Stored items from a collection
□ □ □ □ □

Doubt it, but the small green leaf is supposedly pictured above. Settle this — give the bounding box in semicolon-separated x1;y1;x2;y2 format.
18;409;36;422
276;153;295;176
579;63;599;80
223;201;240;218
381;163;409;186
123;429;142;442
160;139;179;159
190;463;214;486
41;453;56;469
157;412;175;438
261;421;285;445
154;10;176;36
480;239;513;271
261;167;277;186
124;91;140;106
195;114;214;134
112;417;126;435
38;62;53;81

□ □ □ □ □

• [WHAT TO DO]:
Reproduce every entry exactly, with nothing added or dropped.

• [TASK OUTPUT]:
Doubt it, but the small green leaf is supposedly pictured above. Settle this — give the bounding box in semicolon-separated x1;y1;x2;y2 format.
18;409;36;422
276;153;295;176
579;63;599;80
223;201;240;218
381;163;409;186
123;429;142;442
160;139;179;159
190;463;214;486
41;453;56;469
157;412;175;438
261;421;285;445
154;10;176;36
480;239;513;271
261;167;277;186
124;91;140;106
195;114;214;134
112;417;126;435
38;62;53;81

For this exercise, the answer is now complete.